### TEXT TO READ
━━━━━━━━━━━━━━━━━━━━━━━━━━━━━━
Modern Ideas Are Bullshit
Posted on | April 25, 2010 | 3 Comments
Idea #17: Crowdsourcing
There’s this thing all the kids at work are talking about. It’s called crowdsourcing, and apparently it’s the absolute fucking business. In the tradition Lady Midler’s finest, crowdsourcing provides unparalleled opportunity for the unwashed interwebby masses to offer up the substantive wind of content beneath one’s bloggy wings.
Let’s say that again, shall we? The substantive wind of content. Yes, it’s that great.
In a nutshell, the crowdsourcing premise is simple. Publishers ask audience for content. Audience supplies content to publishers. Publishers publish audience-supplied content back to the same audience. Audience consumes content supplied by itself, now repackaged with advertising. Copywriters go back to waiting tables, where they belong.
━━━━━━━━━━━━━━━━━━━━━━━━━━━━━━
### Excerpts of bounding box data

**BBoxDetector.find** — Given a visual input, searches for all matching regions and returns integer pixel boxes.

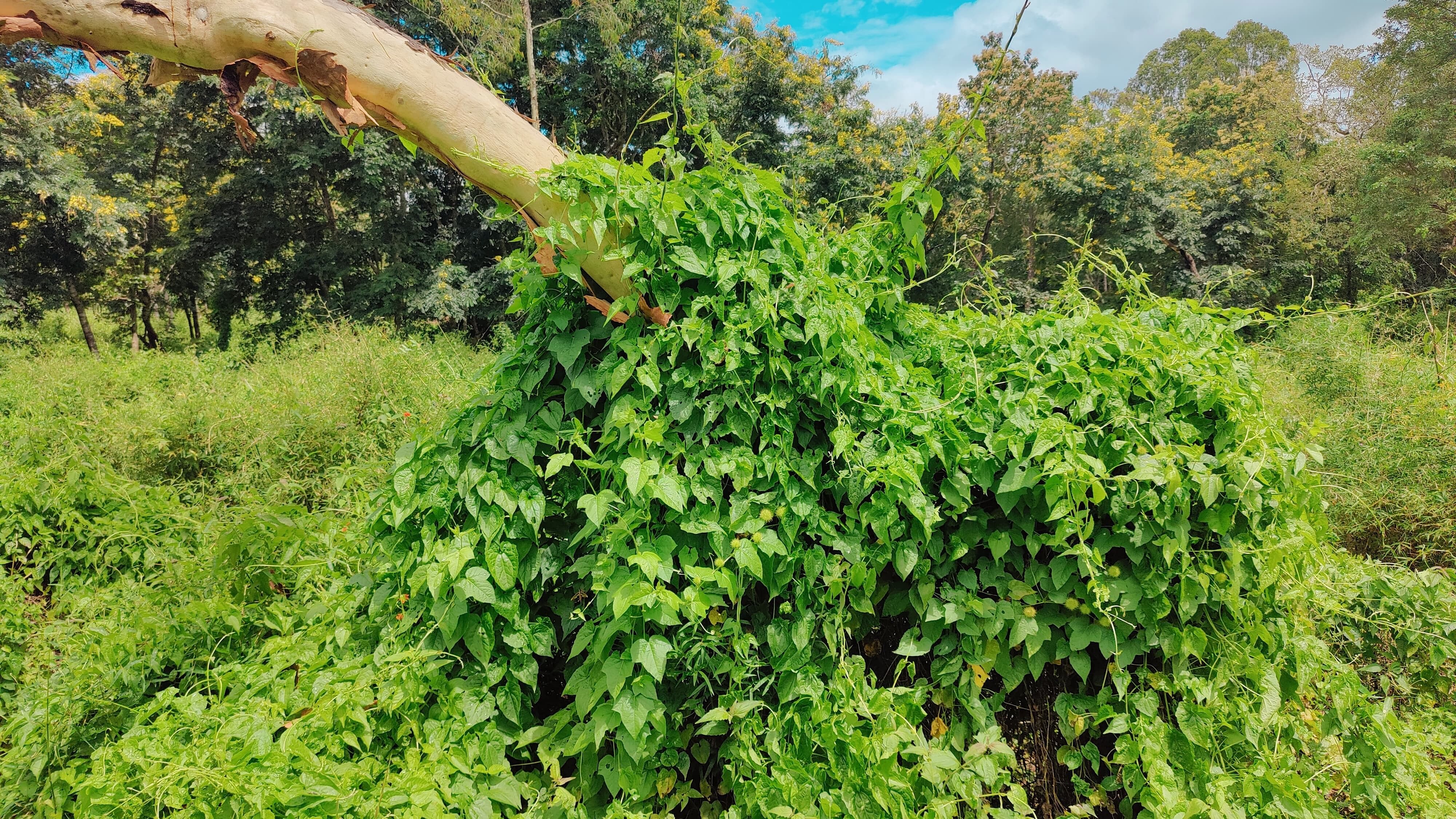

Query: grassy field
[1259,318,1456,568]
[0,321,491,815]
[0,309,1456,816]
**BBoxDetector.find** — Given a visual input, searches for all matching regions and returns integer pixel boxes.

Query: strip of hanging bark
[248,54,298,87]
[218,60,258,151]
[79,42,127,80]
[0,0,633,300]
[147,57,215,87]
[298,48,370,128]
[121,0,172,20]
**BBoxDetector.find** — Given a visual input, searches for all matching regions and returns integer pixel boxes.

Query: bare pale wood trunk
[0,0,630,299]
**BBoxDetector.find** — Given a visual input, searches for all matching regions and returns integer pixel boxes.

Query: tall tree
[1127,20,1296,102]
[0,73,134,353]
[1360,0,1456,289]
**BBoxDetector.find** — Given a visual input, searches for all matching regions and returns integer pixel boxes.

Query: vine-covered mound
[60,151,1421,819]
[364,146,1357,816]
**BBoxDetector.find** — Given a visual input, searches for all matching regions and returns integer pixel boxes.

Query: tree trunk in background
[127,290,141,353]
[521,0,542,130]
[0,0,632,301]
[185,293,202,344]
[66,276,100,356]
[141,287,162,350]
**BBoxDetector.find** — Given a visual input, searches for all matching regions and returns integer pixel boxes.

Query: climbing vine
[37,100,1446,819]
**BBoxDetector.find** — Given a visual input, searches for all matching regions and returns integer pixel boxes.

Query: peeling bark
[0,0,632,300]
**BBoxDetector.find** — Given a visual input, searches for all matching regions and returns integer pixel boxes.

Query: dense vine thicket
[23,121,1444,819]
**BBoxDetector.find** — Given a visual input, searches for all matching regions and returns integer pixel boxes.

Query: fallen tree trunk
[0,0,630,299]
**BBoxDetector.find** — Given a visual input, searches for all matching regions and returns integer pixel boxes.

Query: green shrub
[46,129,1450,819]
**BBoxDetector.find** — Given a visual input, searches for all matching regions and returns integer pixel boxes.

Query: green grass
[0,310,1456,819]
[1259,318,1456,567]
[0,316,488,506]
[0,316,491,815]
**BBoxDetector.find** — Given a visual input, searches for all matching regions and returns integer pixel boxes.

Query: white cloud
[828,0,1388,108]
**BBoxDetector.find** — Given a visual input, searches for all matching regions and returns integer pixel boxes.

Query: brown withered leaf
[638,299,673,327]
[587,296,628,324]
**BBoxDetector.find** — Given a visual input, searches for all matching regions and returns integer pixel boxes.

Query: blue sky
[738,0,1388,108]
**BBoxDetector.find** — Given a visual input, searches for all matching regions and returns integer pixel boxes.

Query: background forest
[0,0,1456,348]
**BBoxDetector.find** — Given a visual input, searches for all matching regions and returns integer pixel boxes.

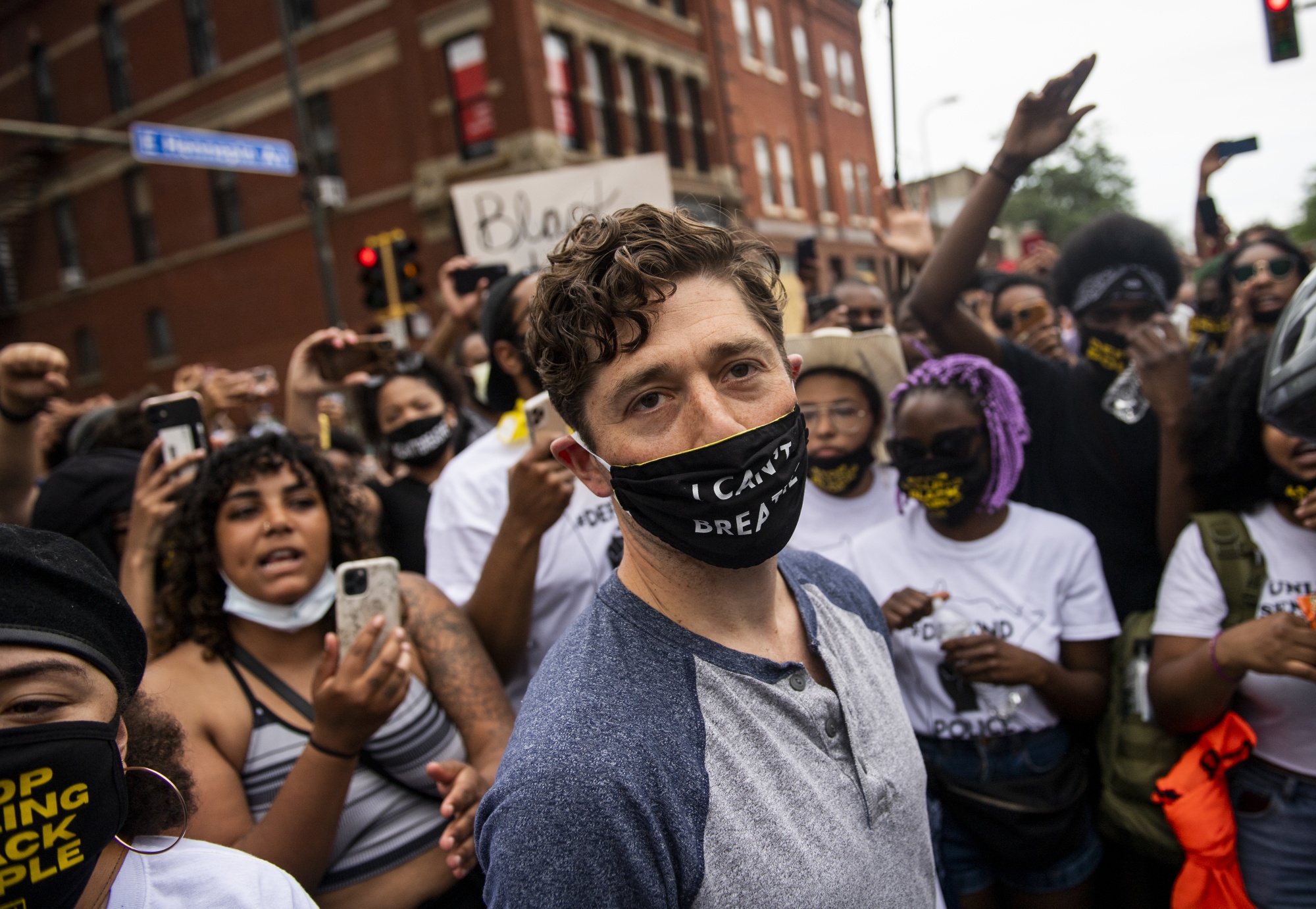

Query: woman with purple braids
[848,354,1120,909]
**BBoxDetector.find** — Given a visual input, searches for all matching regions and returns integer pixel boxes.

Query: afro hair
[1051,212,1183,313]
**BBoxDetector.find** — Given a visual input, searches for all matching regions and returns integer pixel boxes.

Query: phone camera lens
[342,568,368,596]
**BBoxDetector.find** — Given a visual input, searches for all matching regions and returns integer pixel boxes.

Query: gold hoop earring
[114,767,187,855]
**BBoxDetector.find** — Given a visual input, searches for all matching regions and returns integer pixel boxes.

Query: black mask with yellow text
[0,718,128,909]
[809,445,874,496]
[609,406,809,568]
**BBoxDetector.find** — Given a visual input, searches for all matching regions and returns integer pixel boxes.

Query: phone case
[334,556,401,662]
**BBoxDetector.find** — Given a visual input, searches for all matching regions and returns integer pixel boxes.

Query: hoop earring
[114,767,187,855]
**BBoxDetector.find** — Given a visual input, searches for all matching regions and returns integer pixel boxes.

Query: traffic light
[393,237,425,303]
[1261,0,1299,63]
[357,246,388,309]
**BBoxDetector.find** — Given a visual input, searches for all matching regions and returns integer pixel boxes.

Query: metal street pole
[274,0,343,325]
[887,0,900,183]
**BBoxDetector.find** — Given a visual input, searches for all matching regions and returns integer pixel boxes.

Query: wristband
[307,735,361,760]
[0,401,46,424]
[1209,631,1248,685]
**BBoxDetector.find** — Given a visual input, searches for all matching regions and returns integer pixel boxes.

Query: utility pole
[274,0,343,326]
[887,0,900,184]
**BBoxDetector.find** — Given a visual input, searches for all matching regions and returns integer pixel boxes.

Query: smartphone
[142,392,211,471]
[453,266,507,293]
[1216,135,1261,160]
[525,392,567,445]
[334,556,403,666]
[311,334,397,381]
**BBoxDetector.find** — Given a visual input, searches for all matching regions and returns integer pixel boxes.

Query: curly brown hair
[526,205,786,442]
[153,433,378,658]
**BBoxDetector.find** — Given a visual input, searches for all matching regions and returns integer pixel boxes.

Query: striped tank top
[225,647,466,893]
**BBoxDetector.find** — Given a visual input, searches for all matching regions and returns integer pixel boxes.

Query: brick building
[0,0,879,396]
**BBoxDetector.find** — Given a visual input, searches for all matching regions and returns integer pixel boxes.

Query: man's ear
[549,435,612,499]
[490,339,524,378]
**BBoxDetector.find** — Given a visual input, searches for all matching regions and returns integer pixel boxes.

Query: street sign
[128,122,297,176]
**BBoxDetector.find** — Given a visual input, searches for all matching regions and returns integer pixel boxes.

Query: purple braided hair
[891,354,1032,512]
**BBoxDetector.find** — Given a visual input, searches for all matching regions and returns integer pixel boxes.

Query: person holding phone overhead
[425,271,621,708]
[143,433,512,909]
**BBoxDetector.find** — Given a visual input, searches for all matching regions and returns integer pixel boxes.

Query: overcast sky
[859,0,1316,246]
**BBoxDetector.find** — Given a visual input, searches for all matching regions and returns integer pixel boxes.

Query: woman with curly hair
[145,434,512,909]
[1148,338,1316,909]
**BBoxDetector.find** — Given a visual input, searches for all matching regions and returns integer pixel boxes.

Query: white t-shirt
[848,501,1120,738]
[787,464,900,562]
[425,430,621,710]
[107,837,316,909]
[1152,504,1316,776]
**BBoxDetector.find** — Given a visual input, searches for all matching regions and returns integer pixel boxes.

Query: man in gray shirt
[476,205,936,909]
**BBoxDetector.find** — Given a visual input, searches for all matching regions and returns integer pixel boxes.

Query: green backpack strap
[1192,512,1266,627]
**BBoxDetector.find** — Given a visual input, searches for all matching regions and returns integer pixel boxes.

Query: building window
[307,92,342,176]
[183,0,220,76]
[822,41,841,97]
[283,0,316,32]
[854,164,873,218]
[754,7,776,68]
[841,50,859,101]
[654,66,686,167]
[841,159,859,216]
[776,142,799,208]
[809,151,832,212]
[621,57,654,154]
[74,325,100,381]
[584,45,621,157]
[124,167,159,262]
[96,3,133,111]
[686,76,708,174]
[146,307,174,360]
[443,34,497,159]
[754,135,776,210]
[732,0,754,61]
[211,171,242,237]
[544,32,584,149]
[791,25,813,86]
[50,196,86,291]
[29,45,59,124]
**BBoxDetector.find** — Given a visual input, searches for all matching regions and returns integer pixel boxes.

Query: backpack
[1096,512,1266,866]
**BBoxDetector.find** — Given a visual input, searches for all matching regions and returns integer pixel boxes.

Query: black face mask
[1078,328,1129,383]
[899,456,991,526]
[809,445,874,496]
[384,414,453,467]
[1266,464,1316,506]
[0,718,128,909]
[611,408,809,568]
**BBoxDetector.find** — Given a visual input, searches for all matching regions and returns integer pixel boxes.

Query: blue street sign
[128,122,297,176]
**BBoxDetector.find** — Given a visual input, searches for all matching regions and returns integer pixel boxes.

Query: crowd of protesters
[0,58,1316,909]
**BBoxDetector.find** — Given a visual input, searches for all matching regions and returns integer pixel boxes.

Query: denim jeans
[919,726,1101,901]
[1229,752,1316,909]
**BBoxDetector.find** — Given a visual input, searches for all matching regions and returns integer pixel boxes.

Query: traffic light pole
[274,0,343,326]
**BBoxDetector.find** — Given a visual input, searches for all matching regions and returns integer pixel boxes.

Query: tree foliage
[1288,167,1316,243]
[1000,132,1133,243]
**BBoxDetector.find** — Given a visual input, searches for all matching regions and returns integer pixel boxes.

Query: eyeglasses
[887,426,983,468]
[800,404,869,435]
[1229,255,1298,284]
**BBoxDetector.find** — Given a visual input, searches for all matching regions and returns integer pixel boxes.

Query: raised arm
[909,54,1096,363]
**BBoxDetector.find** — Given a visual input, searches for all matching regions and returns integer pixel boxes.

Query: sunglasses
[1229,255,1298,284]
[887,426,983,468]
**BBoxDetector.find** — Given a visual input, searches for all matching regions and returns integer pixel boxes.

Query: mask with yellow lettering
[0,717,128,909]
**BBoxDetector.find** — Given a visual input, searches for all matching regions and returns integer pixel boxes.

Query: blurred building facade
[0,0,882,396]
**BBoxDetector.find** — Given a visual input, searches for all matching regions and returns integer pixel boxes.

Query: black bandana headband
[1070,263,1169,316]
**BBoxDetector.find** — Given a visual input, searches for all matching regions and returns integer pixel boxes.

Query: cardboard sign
━━━━━━━━━━━━━━━━━━━━━━━━━━━━━━
### WHAT IS ASKED
[1] Condense the paragraph of the crowdsourcing post that begins "In a nutshell" into a short list that keeps its main facts.
[2] Update the crowdsourcing post starting at "Modern Ideas Are" and ending at "it’s that great.", changing "wind" to "breeze".
Work from the text alone; the data are not needed.

### TASK-BY-TASK OUTPUTS
[1]
- Publishers ask the audience for content.
- The audience supplies content to publishers.
- Publishers publish that audience-supplied content back to the same audience.
- The audience consumes content it supplied itself, now repackaged with advertising.
- Copywriters go back to waiting tables.

[2]
Modern Ideas Are Bullshit
Posted on | April 25, 2010 | 3 Comments
Idea #17: Crowdsourcing
There’s this thing all the kids at work are talking about. It’s called crowdsourcing, and apparently it’s the absolute fucking business. In the tradition Lady Midler’s finest, crowdsourcing provides unparalleled opportunity for the unwashed interwebby masses to offer up the substantive breeze of content beneath one’s bloggy wings.
Let’s say that again, shall we? The substantive breeze of content. Yes, it’s that great.